## What you need to do
Beginning with the line that contains "Each instance receives a single keypoint. Tag the blue fabric", copy each remaining line of the data below exactly.

Data extracted from a collection
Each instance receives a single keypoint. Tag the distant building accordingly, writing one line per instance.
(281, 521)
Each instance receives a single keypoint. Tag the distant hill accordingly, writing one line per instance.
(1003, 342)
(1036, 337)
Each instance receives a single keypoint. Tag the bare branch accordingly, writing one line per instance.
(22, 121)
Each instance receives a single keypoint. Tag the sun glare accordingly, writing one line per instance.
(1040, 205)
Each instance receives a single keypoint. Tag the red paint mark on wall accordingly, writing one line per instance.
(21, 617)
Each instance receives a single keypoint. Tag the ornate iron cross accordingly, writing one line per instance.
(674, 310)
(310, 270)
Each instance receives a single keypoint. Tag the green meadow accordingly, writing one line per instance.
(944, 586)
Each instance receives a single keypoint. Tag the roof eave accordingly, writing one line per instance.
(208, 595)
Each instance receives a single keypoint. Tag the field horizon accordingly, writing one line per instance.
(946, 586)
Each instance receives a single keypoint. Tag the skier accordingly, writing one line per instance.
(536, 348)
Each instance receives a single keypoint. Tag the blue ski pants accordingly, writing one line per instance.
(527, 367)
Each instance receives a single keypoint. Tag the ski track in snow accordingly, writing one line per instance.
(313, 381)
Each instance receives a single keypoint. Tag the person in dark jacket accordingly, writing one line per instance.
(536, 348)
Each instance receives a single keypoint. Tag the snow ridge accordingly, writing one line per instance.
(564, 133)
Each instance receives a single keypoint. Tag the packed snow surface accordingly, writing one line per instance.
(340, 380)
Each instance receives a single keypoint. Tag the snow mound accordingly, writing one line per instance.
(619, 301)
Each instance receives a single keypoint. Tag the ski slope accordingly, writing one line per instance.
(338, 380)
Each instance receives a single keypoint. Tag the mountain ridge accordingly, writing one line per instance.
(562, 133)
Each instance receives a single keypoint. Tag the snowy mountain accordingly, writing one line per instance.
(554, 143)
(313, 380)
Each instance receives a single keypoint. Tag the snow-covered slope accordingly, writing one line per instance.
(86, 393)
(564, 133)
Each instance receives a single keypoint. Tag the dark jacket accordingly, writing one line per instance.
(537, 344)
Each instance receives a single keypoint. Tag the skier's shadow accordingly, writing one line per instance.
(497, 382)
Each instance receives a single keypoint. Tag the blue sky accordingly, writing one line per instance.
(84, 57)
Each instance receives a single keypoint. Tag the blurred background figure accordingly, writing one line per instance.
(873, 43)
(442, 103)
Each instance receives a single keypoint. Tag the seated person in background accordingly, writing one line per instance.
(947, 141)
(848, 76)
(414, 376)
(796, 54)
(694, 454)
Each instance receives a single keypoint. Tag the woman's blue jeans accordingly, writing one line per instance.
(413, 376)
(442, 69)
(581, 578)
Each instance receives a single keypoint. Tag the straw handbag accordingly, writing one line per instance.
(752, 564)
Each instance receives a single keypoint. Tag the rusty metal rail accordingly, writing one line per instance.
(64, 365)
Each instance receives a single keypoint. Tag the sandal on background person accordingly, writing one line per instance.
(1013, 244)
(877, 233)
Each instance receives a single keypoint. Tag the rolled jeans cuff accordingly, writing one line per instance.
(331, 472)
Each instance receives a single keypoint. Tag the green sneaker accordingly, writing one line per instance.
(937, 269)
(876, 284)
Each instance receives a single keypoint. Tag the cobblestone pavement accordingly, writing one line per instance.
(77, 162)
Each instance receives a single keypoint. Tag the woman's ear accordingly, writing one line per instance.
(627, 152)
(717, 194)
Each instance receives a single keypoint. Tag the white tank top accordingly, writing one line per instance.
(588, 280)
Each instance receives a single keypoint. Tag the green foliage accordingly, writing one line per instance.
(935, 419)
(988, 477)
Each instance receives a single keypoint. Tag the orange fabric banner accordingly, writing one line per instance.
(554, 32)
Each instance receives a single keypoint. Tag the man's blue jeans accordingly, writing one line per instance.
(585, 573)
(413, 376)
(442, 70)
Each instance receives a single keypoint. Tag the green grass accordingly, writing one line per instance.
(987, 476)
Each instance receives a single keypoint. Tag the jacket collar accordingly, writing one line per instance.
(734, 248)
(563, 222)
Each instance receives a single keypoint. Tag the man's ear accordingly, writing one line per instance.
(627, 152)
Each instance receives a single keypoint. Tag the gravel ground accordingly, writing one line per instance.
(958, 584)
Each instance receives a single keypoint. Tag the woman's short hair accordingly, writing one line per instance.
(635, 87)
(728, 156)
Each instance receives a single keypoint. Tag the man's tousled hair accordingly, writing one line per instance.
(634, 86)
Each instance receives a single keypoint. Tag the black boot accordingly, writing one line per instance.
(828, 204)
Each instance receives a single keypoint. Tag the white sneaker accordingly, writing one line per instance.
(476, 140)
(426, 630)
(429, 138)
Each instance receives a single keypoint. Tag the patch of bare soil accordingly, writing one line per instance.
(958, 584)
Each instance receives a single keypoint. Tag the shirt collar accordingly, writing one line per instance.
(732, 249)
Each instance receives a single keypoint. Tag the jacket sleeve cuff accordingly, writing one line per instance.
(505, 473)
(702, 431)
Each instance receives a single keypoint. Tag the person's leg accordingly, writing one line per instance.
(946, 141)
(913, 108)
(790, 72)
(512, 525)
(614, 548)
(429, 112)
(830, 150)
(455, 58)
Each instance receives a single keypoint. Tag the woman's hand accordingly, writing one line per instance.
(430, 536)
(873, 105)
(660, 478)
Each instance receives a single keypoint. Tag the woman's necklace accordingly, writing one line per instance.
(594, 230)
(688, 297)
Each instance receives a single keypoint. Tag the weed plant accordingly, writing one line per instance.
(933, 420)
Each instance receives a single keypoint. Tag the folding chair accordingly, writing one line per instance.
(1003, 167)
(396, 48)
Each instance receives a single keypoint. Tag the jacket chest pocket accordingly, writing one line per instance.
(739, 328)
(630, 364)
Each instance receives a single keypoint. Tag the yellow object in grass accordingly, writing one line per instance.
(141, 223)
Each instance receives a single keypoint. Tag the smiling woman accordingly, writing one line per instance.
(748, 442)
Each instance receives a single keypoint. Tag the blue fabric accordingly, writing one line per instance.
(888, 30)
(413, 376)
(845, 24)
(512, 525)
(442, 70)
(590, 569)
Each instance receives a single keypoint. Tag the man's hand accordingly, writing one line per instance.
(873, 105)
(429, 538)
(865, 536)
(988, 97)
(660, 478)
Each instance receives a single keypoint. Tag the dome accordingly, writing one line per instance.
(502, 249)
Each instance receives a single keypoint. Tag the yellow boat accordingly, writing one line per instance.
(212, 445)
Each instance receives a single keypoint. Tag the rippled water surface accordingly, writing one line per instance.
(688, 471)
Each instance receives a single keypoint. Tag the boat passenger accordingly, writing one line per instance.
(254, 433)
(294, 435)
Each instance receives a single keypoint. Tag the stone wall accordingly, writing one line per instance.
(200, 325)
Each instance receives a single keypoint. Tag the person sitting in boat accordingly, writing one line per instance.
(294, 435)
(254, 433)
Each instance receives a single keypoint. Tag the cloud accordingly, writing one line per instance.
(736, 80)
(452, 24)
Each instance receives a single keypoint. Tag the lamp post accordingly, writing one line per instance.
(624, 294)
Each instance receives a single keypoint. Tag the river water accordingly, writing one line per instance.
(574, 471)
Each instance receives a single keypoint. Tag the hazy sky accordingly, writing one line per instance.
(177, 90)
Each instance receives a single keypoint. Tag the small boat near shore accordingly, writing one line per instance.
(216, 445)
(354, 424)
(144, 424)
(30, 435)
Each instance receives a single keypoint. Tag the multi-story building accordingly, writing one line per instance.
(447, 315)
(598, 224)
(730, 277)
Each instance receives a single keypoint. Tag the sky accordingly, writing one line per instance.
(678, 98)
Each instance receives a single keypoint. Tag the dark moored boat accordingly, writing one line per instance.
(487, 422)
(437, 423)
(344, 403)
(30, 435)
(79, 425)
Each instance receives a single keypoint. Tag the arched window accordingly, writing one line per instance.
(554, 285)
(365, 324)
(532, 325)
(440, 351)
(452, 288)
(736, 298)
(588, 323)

## Written response
Each instance receives a single keypoint. Tag the blue fabric accordingly, writing one line per instance.
(888, 30)
(413, 376)
(845, 24)
(512, 525)
(442, 70)
(590, 569)
Each instance receives a single keypoint. Tag the man's hand accordingly, writing one line per instance.
(873, 105)
(429, 538)
(865, 536)
(988, 97)
(660, 478)
Each instance receives a single keypoint. Tag the dome accordingly, writing one line per instance.
(502, 249)
Each instance receives a single keypoint. Tag the yellow boat accordingly, writing one line per instance.
(212, 445)
Each instance receives a single keypoint. Tag the rippled water surface accordingly, writing one line per instance.
(688, 471)
Each instance receives a single keypoint. Tag the boat passenger accordingly, writing one line per instance.
(254, 433)
(294, 435)
Each instance receives a single keypoint. Tag the stone wall accordingly, writing one line per instance.
(200, 325)
Each instance receives a single keypoint. Tag the person sitting in boat accordingly, writing one line per instance.
(294, 435)
(254, 433)
Each instance receives a single keypoint. Tag the cloud accordingly, writing one line per instance.
(736, 80)
(452, 24)
Each instance receives a single keypoint. Tag the lamp post accordingly, writing one line per instance.
(624, 294)
Each instance receives a single keypoint. Tag the river water accordingly, writing one line per instance.
(574, 471)
Each instance receives a single keypoint. Tag the hazy sky accordingly, writing one line per instance.
(177, 90)
Each instance receives a single keypoint. Tag the small boat near shore accordingly, writing one line per instance.
(216, 445)
(354, 424)
(144, 424)
(30, 435)
Each instance receives a single keypoint. Tag the multi-story building accordingly, writing one line per instance.
(447, 315)
(598, 224)
(730, 277)
Each instance receives a single keypoint. Tag the sky accordingly, writing one line per instance.
(678, 98)
Each instance receives a single keypoint. Tag the dark moored boat accordingly, writing one line per instance.
(487, 422)
(437, 423)
(344, 403)
(30, 435)
(79, 425)
Each instance receives a single keypoint. Tag the arched window accordingly, writing one line per instance.
(554, 285)
(365, 324)
(532, 325)
(440, 351)
(452, 288)
(736, 298)
(588, 323)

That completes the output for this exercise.